┏━━

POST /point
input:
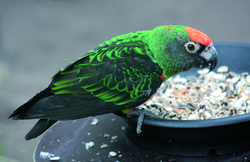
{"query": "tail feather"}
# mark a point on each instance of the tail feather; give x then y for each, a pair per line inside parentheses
(25, 107)
(41, 126)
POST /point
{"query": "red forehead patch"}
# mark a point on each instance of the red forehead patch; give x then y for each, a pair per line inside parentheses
(198, 36)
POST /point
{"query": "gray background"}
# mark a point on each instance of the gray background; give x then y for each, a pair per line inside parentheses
(37, 38)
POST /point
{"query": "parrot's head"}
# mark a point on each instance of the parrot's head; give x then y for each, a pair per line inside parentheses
(179, 48)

┗━━

Task to carry out: The records above must be echoed exactly, minus their pictures.

Result:
POST /point
input:
{"query": "tail feather"}
# mark a point on each instance of the tail feather; give x then y for each, a pair per line inside parentheses
(25, 107)
(41, 126)
POST /point
{"query": "red forehead patch"}
# mark a point on each instance of the red forehead patch; give x then y for each, a pair per line inside parentheses
(198, 36)
POST /point
{"query": "gray background"}
# mark a point on each instance of the gray background; give x then y for each, a pair per line inside parentheses
(37, 38)
POST /point
{"query": "parrot's head"}
# mark a point on each instance of the parrot's head; give x then y for each, a pair per line inside parentheses
(179, 48)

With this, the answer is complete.